• [Short task]:
Please list every musician the birthday page below names as someone Coltrane worked with during his stay in Davis's group, which lasted until April 1960, along with each one's instrument.

• [Quoted passage]:
Archive for the 'birthday' Category

jimi’s birthday

b. medusa 27 November 2007 4:00:26 am

“I pick up my ax
and fight like a farmer now . . .”
- Jimi Hendrix (November 27, 1942 – September 18, 1970)

John Coltrane’s birthday

b. medusa 23 September 2007 12:00:19 am

September 23, 1926 – July 17, 1967

Coltrane has been credited with reshaping modern jazz and being the predominant influence on successive generations of saxophonists. Along with tenor saxophonists Coleman Hawkins, Lester Young, and Sonny Rollins, Coltrane fundamentally altered expectations for the instrument.

[...]

During the latter part of 1957, Coltrane worked with Thelonious Monk at New York City’s Five Spot Cafe during a legendary six-month gig. Unfortunately, this association was not extensively documented, and the best-recorded evidence demonstrating the compatibility of Coltrane with Monk, a concert at Carnegie Hall on November 29, 1957, was only discovered and issued in 2005 by Blue Note, along with another of their recordings, The Complete 1957 Riverside Recordings. His extensive recordings as a sideman and as a leader for Prestige have a mixed reputation. Blue Train, his sole date as leader for Blue Note, is widely considered his best album from this period.

He rejoined Davis in January 1958. In October 1958, jazz critic Ira Gitler coined the term “sheets of sound” to describe the unique style Coltrane developed during his stint with Monk and was perfecting in Miles’ group, now a sextet. His playing was compressed, as if whole solos passed in a few seconds, with rapid runs cascading in hundreds of notes per minute. He stayed with Davis until April 1960, working with, in due course, alto saxophonist Cannonball Adderley; pianists Red Garland, Bill Evans, and Wynton Kelly; bassist Paul Chambers; and drummers Philly Joe Jones and Jimmy Cobb. During this time he participated in such seminal Davis sessions as Milestones and Kind Of Blue, and the live recordings, Miles & Monk at Newport and Jazz at the Plaza. Also towards the end of this period he recorded his own influential sessions (notably Giant Steps whose title track is generally considered to have the most complex and difficult chord progression of any widely-played Jazz composition).

• [Provided data]:
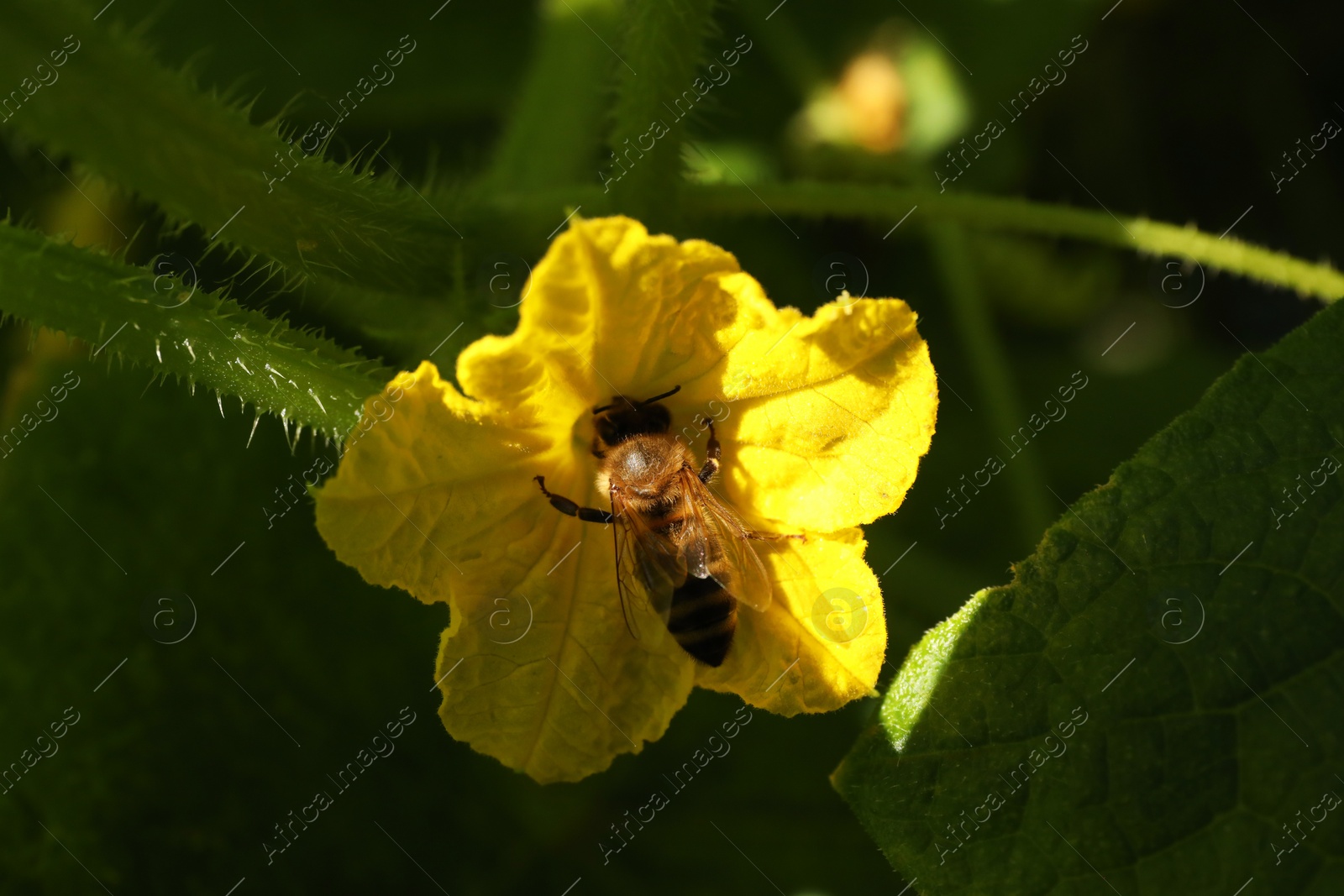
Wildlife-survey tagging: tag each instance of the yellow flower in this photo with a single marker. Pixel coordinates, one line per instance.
(822, 419)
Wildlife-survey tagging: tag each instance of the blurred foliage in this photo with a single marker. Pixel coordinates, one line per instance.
(499, 123)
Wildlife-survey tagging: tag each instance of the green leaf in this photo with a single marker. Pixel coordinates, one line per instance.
(1149, 700)
(176, 331)
(123, 114)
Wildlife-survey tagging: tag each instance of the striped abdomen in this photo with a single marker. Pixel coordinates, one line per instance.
(702, 614)
(703, 620)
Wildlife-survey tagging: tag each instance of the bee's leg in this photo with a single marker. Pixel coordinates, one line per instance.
(564, 506)
(712, 452)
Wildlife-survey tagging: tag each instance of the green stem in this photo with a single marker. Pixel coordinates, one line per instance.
(994, 376)
(659, 55)
(887, 204)
(553, 134)
(790, 51)
(161, 324)
(123, 114)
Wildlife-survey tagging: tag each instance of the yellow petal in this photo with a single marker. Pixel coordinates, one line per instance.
(823, 422)
(822, 641)
(537, 667)
(830, 414)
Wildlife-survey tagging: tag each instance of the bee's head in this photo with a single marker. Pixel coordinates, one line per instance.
(624, 418)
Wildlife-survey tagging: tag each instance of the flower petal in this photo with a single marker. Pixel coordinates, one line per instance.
(611, 309)
(438, 499)
(830, 414)
(826, 419)
(822, 641)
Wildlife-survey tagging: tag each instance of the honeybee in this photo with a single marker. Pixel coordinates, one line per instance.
(674, 539)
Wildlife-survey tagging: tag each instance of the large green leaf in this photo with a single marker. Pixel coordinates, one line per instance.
(163, 322)
(1149, 703)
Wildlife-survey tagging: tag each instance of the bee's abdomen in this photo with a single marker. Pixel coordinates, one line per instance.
(703, 620)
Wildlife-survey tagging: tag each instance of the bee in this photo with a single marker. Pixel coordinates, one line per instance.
(674, 539)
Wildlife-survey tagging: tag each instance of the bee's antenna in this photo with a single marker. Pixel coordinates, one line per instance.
(659, 398)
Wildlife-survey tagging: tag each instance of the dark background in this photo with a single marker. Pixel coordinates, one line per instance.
(174, 775)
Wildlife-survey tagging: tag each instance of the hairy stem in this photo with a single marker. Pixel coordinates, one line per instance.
(116, 110)
(887, 204)
(659, 54)
(994, 375)
(564, 100)
(168, 327)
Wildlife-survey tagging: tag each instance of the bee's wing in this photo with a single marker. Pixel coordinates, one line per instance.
(644, 562)
(716, 528)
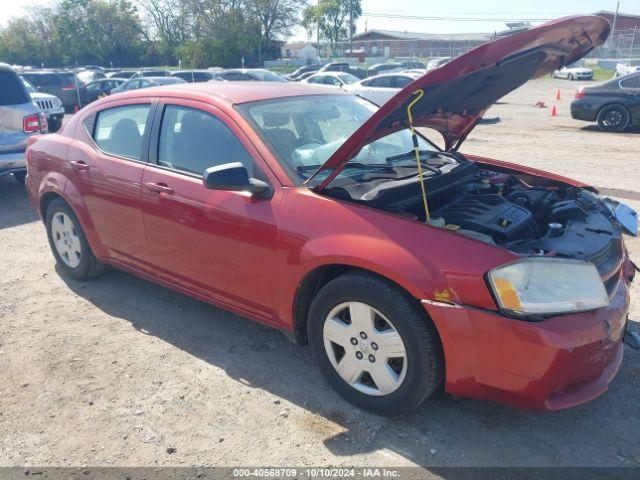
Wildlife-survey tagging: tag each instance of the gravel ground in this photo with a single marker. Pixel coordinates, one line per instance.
(119, 371)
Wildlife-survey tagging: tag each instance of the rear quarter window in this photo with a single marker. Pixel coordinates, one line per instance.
(12, 90)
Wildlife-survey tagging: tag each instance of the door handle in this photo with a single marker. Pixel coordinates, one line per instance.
(159, 188)
(80, 165)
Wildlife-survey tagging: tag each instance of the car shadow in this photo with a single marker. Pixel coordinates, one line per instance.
(594, 128)
(442, 432)
(15, 208)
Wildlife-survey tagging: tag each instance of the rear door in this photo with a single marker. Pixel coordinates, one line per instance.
(15, 104)
(105, 167)
(631, 89)
(220, 244)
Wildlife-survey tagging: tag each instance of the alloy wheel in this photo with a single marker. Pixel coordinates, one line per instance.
(365, 348)
(66, 239)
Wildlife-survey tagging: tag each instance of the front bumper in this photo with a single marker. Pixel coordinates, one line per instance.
(12, 162)
(553, 364)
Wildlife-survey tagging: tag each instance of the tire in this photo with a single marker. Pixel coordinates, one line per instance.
(394, 319)
(613, 118)
(20, 177)
(69, 243)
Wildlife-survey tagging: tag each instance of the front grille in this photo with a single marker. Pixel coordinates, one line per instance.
(45, 104)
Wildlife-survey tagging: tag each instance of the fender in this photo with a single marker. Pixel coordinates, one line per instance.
(75, 200)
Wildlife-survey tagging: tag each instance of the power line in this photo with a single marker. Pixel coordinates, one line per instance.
(454, 19)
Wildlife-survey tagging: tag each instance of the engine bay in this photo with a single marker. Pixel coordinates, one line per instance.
(501, 209)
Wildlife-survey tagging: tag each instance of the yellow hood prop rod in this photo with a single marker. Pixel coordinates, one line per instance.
(414, 137)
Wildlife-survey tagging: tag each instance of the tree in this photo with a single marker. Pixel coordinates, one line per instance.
(275, 18)
(98, 31)
(167, 23)
(335, 19)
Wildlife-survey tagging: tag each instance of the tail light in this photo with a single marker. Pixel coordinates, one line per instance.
(35, 123)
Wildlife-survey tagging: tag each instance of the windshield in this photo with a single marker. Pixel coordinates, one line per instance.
(348, 78)
(267, 76)
(28, 86)
(303, 132)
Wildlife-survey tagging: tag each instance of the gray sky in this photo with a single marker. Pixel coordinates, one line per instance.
(486, 16)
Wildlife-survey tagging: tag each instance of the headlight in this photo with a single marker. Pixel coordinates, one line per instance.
(547, 286)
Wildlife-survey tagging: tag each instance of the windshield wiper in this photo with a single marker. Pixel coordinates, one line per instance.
(306, 168)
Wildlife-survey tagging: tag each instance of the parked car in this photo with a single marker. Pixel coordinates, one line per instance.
(63, 85)
(248, 75)
(437, 63)
(149, 72)
(302, 208)
(50, 105)
(414, 65)
(101, 88)
(88, 76)
(335, 67)
(614, 105)
(19, 119)
(331, 79)
(381, 88)
(194, 76)
(310, 69)
(625, 69)
(137, 83)
(304, 76)
(385, 68)
(121, 74)
(574, 73)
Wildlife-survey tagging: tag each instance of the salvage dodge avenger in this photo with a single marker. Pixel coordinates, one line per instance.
(407, 266)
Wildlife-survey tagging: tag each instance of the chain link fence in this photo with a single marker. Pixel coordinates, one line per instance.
(621, 45)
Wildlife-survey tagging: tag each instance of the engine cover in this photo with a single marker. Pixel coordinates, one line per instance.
(491, 215)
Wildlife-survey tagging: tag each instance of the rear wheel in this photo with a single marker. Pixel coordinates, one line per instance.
(69, 243)
(374, 344)
(613, 118)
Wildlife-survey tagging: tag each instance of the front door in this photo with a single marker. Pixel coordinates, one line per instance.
(105, 167)
(218, 243)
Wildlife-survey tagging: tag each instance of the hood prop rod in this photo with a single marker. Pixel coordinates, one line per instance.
(416, 147)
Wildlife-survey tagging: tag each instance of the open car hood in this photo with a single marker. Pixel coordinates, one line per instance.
(457, 94)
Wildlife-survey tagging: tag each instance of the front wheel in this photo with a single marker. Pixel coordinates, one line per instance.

• [Exercise solution]:
- Cannonball Adderley, alto saxophone
- Red Garland, piano
- Bill Evans, piano
- Wynton Kelly, piano
- Paul Chambers, bass
- Philly Joe Jones, drums
- Jimmy Cobb, drums